Restate the complete material exactly.
——
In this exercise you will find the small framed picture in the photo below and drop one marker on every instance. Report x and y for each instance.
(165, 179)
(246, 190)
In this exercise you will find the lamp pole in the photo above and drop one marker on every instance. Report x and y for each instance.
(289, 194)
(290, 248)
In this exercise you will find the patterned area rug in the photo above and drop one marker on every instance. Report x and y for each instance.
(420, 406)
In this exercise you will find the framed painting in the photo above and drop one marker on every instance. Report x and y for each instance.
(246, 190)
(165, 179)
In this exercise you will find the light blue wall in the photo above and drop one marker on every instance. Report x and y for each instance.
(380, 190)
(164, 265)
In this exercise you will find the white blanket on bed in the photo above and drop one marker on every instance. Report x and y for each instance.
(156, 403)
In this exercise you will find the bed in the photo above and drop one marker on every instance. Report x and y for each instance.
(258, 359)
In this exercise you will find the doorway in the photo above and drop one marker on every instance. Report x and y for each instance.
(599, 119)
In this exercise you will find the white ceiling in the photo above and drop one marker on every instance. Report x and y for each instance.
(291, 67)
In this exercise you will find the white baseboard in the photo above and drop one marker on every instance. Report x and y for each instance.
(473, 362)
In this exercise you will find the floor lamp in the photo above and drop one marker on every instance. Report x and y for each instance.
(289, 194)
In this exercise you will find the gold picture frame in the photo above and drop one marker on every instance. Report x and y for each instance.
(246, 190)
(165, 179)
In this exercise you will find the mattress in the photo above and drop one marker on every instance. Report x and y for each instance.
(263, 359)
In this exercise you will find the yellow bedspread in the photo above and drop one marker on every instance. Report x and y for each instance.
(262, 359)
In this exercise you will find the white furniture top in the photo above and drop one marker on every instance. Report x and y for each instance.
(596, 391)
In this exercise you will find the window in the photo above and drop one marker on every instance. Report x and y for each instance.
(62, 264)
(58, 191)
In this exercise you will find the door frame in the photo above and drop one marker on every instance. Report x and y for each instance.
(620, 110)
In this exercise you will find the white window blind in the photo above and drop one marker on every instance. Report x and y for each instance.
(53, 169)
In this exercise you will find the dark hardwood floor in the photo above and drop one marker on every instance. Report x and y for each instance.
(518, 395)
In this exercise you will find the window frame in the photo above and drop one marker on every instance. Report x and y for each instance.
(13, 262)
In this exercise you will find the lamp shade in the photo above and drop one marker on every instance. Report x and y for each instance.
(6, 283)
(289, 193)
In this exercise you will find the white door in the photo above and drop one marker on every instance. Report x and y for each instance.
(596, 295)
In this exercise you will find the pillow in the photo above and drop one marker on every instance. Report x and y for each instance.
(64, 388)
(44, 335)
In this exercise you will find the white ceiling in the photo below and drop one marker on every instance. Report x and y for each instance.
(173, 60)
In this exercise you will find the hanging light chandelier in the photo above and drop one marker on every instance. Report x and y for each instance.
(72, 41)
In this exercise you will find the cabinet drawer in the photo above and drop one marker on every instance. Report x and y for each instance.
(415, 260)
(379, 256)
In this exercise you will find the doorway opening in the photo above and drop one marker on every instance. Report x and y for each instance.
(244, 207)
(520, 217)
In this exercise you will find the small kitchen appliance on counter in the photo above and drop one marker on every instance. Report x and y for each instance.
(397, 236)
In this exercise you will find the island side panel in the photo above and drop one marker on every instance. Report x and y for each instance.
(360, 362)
——
#### [Task solution]
In this exercise you will find the small framed picture in the photo below and drop one marker on every instance. Report x and y for each instance.
(165, 179)
(246, 190)
In this exercise you will find the lamp pole in the photo above and drop one marker on every instance. Report x and y for each instance.
(289, 194)
(290, 248)
In this exercise you will find the patterned area rug in the photo above and drop one marker on every instance. Report x and y for each instance.
(420, 406)
In this exercise you will find the framed painting in the photo above and drop one marker on every instance. Report x and y for each instance.
(246, 190)
(165, 179)
In this exercise you will find the light blue wall in the photo above and drop one marker on every instance. Report x and y for each instance.
(380, 190)
(164, 265)
In this exercise you will find the white blanket on bed in the photo above and drop one marker on every instance. Report x and y for each instance.
(156, 403)
In this exercise you will find the bed in the photo above and drop one marker on every instance. Report x and y for each instance.
(258, 359)
In this exercise you will find the doorway in the photo above and drop one marker on every instance. Report x and y for each instance.
(599, 119)
In this exercise you will find the white ceiling in the photo above and drop one marker on every instance. Report x and y for each instance.
(291, 67)
In this exercise you will find the white baseboard in the photo above and drop one marker on every instance. Report x and y for each instance.
(473, 362)
In this exercise you will find the floor lamp in the photo above and drop one marker on every instance. Report x and y for each instance.
(289, 194)
In this exercise you will find the gold picture frame in the photo above and drop one marker on every instance. Report x and y for each instance.
(246, 190)
(165, 179)
In this exercise you will find the mattress in the photo above and drop one marker on every instance. Report x and y for each instance.
(263, 359)
In this exercise you will find the yellow bedspread in the photo above and drop one marker on every instance. Report x and y for each instance.
(262, 359)
In this exercise you will find the white furniture top in the photo above and drop one marker on every instance. Report x and y for each instance.
(596, 391)
In this exercise you will find the window in the photo above and drop one marker on every instance. Report x and y for each instance.
(62, 264)
(58, 191)
In this exercise you will find the door frame in the photo above and drop one marker on every instance. Report x and y for each instance.
(620, 110)
In this exercise you will find the white window blind in the photo above and drop one marker on every instance. Report x and y for each instance.
(53, 169)
In this exercise you will find the dark hardwood floor in the photo above and drop one marker on every instance. Report x and y for each instance.
(518, 395)
In this exercise you will find the window frame in the photo above and drop one marker on every instance. Report x and y for each instance.
(13, 262)
In this exercise you will find the lamp shade in the photo above and drop one marker on every instance. Report x and y for each instance.
(6, 283)
(289, 193)
In this exercise you will find the white door in the photo above and drop one marker on every instance. Report x and y for each instance.
(596, 295)
In this exercise you will find the pillow in the photo above and drop one marker on every instance. Report x and y for each instance.
(64, 388)
(44, 335)
In this exercise you will find the white ceiling in the photo below and drop one marker on every instance. Report x and y for each instance.
(173, 60)
In this exercise you will find the hanging light chandelier in the photo above and drop one marker on every instance. Report x and y for each instance.
(72, 41)
In this exercise you will find the cabinet drawer in the photo above and drop one marker on every instance. Report x and y for each instance.
(415, 260)
(379, 256)
In this exercise you will find the doorway opening in the photo above and drop one marker on every instance. Report x and y for each instance.
(244, 207)
(520, 217)
In this exercise you will find the small kitchen appliance on counter in the photo above and drop one marker on every instance. Report x and y for each instance.
(397, 236)
In this exercise you will find the island side panel in the photo above and drop one marker on every instance. Report x and y for each instance.
(360, 362)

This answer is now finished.